LISTED RECORDS:
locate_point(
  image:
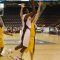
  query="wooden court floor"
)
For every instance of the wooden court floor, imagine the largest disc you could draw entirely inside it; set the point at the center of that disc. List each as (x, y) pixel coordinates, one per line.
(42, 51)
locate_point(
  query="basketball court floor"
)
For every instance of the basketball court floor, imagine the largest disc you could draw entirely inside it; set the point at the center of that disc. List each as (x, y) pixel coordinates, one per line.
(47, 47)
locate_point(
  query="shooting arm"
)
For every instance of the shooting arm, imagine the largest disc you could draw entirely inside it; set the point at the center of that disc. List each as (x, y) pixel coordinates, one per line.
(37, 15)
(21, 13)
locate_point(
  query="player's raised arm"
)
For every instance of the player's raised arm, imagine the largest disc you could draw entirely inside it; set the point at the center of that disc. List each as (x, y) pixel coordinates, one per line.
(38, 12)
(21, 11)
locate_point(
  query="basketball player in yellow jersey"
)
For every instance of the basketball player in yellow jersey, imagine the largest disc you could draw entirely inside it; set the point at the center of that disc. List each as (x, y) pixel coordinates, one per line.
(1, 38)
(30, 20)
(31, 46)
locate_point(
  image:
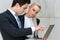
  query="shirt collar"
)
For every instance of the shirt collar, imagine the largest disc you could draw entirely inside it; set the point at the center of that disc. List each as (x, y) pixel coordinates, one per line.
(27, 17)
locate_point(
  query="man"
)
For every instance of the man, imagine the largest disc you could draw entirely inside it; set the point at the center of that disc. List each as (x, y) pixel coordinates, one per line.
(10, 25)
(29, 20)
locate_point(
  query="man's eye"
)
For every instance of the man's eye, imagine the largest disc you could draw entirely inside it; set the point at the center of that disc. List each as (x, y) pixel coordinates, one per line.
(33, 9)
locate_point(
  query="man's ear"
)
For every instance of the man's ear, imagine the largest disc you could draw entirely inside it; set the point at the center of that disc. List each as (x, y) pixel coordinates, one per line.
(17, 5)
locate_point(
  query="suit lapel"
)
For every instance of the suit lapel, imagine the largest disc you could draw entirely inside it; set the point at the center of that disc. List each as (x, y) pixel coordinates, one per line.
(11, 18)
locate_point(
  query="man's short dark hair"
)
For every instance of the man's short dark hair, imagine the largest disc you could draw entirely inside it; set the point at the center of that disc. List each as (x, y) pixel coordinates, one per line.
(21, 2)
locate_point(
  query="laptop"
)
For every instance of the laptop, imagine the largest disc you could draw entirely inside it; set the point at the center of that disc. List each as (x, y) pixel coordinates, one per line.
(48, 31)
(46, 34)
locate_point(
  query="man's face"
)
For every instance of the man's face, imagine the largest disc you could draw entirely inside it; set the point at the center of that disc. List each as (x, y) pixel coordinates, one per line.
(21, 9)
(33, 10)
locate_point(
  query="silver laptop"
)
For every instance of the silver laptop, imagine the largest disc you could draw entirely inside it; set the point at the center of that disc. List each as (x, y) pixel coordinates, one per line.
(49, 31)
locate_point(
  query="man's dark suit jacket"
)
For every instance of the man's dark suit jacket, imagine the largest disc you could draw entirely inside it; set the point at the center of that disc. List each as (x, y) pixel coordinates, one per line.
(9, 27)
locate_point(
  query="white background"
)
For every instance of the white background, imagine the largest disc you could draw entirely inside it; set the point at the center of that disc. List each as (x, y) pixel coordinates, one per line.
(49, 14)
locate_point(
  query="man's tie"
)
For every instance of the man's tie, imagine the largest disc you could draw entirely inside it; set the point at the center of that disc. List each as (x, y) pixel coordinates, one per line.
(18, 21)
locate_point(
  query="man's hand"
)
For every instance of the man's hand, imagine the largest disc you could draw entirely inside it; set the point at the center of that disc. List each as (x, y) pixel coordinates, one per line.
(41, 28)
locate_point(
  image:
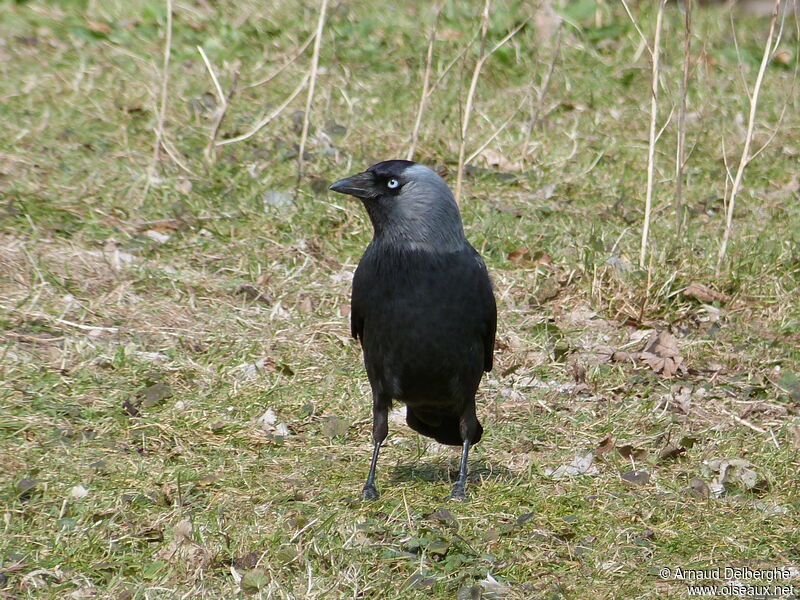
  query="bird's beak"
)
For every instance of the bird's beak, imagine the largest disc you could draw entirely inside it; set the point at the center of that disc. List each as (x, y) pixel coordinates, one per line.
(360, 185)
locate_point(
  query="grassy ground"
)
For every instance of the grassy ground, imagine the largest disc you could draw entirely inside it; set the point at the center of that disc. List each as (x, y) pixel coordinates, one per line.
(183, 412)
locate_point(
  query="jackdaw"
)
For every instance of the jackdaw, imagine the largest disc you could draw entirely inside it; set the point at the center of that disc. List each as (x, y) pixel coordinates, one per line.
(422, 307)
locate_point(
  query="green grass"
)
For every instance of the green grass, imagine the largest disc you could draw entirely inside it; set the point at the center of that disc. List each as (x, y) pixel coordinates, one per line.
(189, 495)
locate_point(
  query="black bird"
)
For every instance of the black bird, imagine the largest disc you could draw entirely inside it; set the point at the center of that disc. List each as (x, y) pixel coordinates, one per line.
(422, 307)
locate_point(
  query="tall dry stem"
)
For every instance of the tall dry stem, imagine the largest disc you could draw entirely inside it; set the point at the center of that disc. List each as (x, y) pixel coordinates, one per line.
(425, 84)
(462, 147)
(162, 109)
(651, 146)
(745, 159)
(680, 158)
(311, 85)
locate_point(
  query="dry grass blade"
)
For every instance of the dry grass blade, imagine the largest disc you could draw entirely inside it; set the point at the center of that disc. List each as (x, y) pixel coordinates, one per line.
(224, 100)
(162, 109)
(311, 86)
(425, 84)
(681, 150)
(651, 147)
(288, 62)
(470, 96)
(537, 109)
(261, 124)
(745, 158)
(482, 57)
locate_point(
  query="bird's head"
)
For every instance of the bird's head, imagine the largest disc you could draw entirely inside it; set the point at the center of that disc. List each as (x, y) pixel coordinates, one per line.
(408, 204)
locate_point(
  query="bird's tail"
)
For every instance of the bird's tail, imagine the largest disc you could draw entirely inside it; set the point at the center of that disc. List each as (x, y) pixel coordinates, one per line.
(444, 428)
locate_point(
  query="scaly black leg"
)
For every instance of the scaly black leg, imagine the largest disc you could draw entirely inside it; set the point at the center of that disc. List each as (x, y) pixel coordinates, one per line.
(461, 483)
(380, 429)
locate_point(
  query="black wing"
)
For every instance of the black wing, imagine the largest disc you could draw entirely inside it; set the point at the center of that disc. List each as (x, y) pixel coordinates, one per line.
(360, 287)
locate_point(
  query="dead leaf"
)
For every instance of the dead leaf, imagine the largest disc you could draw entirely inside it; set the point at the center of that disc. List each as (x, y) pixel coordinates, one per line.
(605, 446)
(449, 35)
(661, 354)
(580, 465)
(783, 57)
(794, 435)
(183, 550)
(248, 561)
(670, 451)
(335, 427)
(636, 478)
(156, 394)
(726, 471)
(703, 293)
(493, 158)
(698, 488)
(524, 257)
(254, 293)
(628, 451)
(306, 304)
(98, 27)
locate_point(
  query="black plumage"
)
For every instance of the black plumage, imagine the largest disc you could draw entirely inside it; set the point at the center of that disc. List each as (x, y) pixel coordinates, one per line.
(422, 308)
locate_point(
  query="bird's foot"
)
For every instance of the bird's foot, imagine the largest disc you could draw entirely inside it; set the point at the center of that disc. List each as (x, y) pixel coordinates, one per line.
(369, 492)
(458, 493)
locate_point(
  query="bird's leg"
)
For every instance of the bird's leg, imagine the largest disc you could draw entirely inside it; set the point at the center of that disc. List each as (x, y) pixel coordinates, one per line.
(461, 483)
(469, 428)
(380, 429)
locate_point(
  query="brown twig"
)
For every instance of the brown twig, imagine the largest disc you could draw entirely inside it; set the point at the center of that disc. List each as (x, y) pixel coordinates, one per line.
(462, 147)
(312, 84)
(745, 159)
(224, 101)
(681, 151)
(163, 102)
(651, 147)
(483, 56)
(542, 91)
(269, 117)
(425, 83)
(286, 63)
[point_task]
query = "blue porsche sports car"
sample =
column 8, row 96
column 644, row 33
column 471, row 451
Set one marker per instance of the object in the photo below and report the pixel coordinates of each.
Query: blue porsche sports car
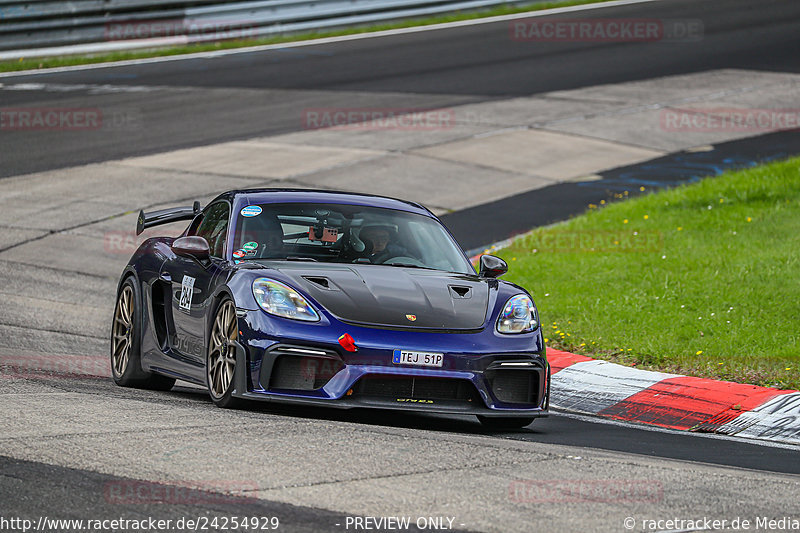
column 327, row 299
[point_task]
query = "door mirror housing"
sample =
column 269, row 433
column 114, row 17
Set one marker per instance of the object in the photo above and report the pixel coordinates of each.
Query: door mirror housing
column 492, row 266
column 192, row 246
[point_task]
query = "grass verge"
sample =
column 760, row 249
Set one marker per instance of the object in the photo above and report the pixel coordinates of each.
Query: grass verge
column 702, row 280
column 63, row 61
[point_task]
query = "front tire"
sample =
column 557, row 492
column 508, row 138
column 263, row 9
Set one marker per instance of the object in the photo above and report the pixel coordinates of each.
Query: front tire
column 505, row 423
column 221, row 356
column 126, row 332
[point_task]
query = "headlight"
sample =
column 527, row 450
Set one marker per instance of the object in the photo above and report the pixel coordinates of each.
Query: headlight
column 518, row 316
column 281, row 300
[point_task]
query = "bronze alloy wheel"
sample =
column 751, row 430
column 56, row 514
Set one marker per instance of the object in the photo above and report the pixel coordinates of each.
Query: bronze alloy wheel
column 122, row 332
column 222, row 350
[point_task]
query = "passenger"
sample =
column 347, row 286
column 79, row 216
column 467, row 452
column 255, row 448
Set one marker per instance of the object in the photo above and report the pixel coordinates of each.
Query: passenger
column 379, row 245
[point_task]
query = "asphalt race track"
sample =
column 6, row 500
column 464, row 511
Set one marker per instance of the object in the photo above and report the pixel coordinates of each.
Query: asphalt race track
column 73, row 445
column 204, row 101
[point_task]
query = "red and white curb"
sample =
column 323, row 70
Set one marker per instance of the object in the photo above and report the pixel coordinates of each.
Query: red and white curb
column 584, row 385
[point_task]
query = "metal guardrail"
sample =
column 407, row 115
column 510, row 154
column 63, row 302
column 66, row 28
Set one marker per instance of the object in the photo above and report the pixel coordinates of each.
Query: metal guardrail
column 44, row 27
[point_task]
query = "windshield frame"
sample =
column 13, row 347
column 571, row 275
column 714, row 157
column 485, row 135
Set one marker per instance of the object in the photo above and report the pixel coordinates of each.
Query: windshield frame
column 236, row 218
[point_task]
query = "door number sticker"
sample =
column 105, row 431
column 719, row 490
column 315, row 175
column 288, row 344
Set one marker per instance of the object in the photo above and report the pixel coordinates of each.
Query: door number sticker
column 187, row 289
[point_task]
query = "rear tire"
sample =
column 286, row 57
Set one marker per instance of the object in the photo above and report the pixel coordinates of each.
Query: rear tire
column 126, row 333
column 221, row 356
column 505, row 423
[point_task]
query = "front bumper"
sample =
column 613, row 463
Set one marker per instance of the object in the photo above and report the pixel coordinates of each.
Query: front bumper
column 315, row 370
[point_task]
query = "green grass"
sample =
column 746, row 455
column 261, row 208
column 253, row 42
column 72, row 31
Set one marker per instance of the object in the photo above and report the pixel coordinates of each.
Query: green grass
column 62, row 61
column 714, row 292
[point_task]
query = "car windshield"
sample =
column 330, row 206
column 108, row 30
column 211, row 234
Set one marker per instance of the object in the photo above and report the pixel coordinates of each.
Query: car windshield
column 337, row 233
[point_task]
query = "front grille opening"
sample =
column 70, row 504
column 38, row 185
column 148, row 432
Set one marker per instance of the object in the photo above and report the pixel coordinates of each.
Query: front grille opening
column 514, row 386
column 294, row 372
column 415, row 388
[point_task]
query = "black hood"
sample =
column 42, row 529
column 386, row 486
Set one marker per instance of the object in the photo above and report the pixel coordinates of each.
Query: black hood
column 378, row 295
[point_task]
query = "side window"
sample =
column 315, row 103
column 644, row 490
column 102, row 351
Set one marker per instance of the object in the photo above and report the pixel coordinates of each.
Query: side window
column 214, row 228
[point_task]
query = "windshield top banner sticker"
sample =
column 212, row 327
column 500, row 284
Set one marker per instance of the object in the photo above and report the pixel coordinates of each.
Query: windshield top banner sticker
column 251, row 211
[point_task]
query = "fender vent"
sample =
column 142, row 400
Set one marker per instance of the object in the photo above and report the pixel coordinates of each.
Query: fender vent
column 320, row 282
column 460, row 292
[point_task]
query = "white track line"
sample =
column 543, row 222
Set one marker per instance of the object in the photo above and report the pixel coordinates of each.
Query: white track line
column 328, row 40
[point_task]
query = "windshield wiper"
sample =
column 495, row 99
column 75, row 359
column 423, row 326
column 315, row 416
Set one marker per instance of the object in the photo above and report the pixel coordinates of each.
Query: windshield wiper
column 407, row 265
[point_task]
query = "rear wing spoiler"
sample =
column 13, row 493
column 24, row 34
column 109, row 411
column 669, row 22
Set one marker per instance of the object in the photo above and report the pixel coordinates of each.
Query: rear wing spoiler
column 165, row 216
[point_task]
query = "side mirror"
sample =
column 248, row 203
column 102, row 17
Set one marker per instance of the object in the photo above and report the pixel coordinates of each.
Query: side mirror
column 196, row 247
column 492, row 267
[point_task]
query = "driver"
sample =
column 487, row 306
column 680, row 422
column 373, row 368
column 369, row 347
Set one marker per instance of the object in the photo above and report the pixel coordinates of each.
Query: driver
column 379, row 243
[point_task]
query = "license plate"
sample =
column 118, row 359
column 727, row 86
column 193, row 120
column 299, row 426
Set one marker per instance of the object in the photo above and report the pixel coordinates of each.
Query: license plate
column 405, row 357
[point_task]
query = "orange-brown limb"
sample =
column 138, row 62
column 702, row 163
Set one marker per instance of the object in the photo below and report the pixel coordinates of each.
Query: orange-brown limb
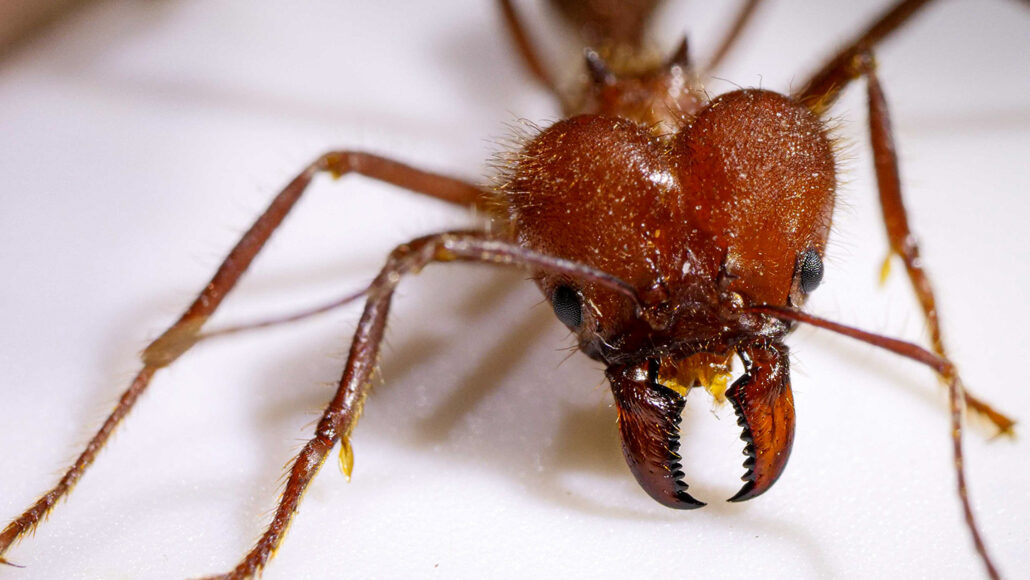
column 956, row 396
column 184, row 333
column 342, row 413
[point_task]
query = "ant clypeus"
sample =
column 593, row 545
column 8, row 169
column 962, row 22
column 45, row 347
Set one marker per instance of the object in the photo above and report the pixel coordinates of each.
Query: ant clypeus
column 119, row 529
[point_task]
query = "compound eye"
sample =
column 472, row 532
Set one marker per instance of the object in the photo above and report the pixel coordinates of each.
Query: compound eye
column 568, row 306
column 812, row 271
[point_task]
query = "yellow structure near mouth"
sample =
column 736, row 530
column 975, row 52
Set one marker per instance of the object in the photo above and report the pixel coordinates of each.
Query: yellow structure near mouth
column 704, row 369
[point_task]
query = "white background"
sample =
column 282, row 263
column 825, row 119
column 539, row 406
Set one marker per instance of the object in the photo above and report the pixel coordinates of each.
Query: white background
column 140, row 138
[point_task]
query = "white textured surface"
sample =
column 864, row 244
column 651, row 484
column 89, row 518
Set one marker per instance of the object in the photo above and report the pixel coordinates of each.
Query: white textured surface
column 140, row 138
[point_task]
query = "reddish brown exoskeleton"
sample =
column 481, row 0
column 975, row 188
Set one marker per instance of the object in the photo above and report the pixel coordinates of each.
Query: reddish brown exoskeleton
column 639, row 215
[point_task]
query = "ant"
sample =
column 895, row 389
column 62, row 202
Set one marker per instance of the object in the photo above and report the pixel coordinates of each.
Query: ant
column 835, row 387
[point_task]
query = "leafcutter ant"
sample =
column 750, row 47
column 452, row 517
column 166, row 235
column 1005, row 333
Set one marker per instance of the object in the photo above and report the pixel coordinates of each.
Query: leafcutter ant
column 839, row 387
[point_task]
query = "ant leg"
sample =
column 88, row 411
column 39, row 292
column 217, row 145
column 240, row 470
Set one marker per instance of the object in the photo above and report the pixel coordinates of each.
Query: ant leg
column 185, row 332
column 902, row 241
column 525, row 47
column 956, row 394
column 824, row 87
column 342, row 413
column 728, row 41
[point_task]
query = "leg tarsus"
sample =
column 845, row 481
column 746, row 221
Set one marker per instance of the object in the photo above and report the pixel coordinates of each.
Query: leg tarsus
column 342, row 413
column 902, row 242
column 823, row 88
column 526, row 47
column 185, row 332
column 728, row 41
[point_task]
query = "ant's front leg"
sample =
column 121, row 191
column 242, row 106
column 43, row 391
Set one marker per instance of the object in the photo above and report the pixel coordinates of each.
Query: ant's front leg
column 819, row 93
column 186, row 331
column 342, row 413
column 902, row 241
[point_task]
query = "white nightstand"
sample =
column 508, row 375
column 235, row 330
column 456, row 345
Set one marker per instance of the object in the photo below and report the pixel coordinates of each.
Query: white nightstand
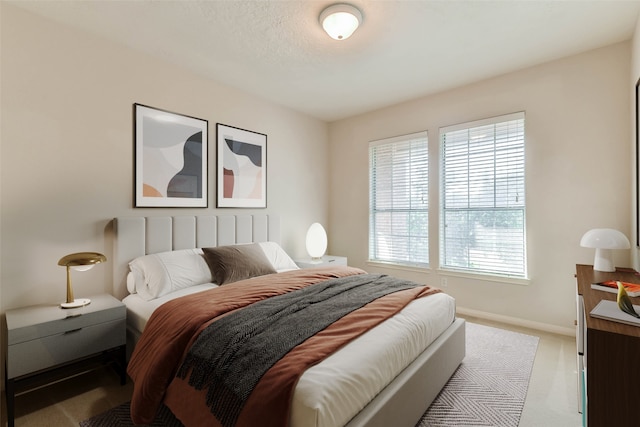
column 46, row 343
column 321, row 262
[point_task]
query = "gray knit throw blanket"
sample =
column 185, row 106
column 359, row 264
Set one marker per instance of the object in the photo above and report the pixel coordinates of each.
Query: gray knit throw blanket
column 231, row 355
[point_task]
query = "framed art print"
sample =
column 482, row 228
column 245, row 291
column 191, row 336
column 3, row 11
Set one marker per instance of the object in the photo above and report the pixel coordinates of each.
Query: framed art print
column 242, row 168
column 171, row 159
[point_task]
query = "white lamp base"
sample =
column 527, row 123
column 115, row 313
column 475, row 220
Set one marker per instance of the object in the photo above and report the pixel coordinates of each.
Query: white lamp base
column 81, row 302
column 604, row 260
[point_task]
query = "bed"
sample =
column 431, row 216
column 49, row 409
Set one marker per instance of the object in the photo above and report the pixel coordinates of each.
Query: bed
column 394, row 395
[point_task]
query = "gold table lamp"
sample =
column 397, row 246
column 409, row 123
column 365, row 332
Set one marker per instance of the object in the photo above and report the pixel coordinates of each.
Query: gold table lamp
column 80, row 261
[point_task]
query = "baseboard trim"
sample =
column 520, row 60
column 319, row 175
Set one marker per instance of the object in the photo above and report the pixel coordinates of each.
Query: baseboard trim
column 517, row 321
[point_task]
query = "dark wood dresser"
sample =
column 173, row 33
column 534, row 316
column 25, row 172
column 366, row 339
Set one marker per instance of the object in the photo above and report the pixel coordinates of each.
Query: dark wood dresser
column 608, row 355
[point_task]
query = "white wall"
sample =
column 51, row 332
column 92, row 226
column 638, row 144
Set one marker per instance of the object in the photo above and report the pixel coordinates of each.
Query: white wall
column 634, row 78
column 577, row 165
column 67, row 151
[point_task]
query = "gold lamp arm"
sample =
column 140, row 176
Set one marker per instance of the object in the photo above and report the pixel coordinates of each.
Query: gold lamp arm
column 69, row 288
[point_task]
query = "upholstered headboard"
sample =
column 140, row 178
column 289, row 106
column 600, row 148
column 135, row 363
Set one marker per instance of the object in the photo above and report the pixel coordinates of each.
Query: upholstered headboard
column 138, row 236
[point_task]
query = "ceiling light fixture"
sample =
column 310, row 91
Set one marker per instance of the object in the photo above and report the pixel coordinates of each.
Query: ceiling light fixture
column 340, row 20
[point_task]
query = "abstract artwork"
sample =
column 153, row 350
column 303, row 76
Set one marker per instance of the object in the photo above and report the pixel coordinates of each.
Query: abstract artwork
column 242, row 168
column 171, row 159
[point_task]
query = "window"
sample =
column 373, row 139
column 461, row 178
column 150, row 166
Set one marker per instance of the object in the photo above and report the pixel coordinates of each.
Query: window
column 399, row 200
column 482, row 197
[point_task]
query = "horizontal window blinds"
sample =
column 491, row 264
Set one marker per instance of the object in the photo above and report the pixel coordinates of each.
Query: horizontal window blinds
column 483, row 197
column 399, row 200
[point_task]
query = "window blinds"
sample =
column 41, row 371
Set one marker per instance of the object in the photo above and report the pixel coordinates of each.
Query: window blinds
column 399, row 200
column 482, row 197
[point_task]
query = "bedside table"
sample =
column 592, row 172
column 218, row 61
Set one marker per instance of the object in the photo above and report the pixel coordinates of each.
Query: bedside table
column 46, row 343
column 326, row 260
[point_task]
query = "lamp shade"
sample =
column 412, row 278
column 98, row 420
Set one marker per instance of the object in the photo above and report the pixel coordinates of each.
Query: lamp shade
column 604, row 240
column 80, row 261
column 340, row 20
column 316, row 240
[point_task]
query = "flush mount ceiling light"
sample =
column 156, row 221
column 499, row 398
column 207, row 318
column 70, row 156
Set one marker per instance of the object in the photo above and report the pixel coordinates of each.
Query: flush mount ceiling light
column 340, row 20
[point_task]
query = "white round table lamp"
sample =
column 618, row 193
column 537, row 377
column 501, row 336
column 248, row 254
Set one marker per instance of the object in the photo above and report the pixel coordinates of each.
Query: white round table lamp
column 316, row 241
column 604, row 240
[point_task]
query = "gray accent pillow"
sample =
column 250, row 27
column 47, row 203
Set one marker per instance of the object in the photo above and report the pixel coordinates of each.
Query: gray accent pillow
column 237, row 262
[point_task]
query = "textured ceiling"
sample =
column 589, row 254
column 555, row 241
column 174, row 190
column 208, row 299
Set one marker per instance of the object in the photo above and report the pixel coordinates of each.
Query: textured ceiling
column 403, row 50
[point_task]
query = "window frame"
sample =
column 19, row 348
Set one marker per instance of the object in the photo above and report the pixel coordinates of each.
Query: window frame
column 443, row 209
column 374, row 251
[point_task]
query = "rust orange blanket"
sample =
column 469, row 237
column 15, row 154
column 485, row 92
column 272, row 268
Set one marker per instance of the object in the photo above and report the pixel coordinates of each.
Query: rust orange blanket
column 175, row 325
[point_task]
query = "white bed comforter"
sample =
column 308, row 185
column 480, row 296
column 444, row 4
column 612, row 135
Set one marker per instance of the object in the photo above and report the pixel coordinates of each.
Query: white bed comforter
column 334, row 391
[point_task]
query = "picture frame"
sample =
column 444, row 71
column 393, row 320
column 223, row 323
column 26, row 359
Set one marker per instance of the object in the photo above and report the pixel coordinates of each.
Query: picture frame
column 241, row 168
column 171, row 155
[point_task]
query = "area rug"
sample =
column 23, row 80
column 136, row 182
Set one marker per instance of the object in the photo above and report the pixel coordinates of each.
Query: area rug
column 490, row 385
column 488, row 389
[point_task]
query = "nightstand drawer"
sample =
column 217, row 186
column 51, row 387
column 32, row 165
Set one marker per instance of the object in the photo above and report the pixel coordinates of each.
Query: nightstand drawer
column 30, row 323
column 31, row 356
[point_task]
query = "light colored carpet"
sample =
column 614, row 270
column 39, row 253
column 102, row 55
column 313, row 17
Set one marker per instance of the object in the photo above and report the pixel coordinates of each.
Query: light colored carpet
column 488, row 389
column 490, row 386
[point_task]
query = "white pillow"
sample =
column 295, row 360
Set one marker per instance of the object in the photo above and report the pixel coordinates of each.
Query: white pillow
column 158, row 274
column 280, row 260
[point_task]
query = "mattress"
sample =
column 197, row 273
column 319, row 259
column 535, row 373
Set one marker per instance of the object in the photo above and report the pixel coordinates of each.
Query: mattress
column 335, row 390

AIM OF THE EXERCISE:
Count the lines in the data above that contain the word "table", treating uppercase and lowercase as distinct. Give only the number.

EXERCISE RESULT:
6